Problem statement:
Return, word for word, the part of the news article below on the Speaker's contempt ruling that runs from "House of Commons" up to and including "to that election.".

Thursday, March 10, 2011

Speaker Milliken rules Conservatives in contempt of Parliament

By John Ibbitson, Globe and Mail, March 9, 2011
Stephen Harper faces not just the prospect of being found in contempt of Parliament. He faces a new challenge: to fight an election not simply on economic issues, but on the charge his government abuses power.

House of Commons Speaker Peter Milliken ruled on Wednesday that, “on its face,” the government withheld information from a parliamentary committee, and that International Cooperation Minister Bev Oda may have misled the House.
If the finding is upheld, as expected, by another parliamentary committee next week and affirmed by the House the week after, for the first time in Canadian history, a government and a cabinet minister will be guilty of contempt of Parliament.

An election was already looking increasingly likely, with all opposition parties inclined to defeat the Conservatives on the budget that Finance Minister Jim Flaherty will unveil on March 22. Mr. Milliken’s decision adds a second lane on the road to that election.

Source material:
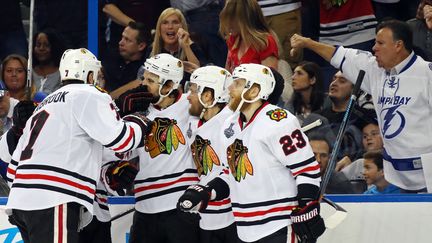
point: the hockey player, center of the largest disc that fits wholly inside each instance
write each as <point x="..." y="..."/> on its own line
<point x="400" y="84"/>
<point x="208" y="98"/>
<point x="275" y="178"/>
<point x="166" y="165"/>
<point x="57" y="160"/>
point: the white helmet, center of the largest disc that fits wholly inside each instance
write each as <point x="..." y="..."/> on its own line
<point x="167" y="68"/>
<point x="77" y="64"/>
<point x="256" y="74"/>
<point x="216" y="78"/>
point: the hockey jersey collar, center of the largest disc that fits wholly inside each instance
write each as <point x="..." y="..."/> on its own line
<point x="242" y="118"/>
<point x="404" y="65"/>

Response below:
House of Commons Speaker Peter Milliken ruled on Wednesday that, “on its face,” the government withheld information from a parliamentary committee, and that International Cooperation Minister Bev Oda may have misled the House.
If the finding is upheld, as expected, by another parliamentary committee next week and affirmed by the House the week after, for the first time in Canadian history, a government and a cabinet minister will be guilty of contempt of Parliament.

An election was already looking increasingly likely, with all opposition parties inclined to defeat the Conservatives on the budget that Finance Minister Jim Flaherty will unveil on March 22. Mr. Milliken’s decision adds a second lane on the road to that election.